▸ WORK INSTRUCTION: In the listing below, every line with the word "outline" needs to be copied.

▸ MATERIAL PROVIDED:
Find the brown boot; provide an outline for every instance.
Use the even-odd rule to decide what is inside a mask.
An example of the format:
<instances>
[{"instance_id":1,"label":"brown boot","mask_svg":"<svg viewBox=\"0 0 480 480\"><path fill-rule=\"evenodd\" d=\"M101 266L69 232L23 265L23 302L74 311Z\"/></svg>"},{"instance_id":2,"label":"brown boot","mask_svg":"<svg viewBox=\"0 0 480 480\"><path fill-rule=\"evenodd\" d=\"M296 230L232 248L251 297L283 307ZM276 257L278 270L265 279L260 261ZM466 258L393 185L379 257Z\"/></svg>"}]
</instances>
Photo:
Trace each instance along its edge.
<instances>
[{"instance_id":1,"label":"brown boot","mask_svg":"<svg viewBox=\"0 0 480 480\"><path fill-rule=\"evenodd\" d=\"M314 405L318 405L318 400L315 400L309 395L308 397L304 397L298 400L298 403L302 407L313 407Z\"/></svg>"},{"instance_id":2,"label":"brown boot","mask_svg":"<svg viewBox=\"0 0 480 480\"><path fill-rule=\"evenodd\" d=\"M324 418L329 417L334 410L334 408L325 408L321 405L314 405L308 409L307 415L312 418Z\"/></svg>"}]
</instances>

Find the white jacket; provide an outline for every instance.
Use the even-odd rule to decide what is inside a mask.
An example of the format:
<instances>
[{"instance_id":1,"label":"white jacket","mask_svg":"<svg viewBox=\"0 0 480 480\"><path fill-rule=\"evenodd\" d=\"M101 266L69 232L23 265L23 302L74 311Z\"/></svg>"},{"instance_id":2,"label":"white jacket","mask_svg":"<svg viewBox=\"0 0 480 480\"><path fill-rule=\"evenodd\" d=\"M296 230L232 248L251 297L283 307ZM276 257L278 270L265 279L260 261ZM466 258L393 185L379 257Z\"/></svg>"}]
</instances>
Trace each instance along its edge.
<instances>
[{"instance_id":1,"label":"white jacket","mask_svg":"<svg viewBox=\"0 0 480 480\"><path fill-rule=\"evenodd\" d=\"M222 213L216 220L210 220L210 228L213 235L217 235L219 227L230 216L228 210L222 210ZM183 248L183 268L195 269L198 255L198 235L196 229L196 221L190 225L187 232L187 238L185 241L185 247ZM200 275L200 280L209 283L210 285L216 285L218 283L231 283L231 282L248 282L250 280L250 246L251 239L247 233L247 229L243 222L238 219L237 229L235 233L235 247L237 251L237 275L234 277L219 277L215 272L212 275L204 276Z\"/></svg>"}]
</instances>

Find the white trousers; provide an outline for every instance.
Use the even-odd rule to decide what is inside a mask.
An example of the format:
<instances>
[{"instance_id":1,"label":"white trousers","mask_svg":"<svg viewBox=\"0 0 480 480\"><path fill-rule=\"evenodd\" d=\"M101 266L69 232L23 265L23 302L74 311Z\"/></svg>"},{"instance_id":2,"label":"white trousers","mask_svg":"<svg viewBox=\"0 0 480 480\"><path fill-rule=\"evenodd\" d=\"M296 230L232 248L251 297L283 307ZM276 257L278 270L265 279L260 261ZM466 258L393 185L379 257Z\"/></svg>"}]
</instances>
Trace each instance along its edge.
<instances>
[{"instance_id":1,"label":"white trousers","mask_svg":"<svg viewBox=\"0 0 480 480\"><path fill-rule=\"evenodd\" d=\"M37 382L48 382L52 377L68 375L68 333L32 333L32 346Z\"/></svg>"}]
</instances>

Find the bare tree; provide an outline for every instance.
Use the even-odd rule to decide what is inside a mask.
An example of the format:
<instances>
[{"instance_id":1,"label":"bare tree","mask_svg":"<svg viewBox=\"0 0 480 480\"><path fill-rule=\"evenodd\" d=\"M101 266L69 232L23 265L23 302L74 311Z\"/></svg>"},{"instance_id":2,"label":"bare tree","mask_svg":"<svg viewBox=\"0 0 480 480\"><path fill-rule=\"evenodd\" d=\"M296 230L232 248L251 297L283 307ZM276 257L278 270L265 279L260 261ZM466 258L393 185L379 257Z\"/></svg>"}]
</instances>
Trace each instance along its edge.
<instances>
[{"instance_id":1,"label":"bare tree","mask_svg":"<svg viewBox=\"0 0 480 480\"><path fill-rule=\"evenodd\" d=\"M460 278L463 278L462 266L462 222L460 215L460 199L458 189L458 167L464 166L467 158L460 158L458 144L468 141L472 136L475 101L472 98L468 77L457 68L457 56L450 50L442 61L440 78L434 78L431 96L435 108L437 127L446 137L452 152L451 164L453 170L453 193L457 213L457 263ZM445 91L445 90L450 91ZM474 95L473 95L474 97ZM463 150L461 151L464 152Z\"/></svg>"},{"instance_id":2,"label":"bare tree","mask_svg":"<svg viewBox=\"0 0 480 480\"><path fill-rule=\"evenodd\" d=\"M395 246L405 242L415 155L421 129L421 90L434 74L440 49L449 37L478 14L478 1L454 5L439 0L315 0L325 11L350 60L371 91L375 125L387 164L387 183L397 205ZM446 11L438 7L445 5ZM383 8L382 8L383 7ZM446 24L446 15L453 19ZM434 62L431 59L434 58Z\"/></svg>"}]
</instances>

▸ RESULT FOR THIS EXERCISE:
Find the brown boot; provide an outline for every instance.
Find the white jacket; provide an outline for every instance.
Find the white trousers; provide an outline for every instance.
Find the bare tree; provide an outline for every instance.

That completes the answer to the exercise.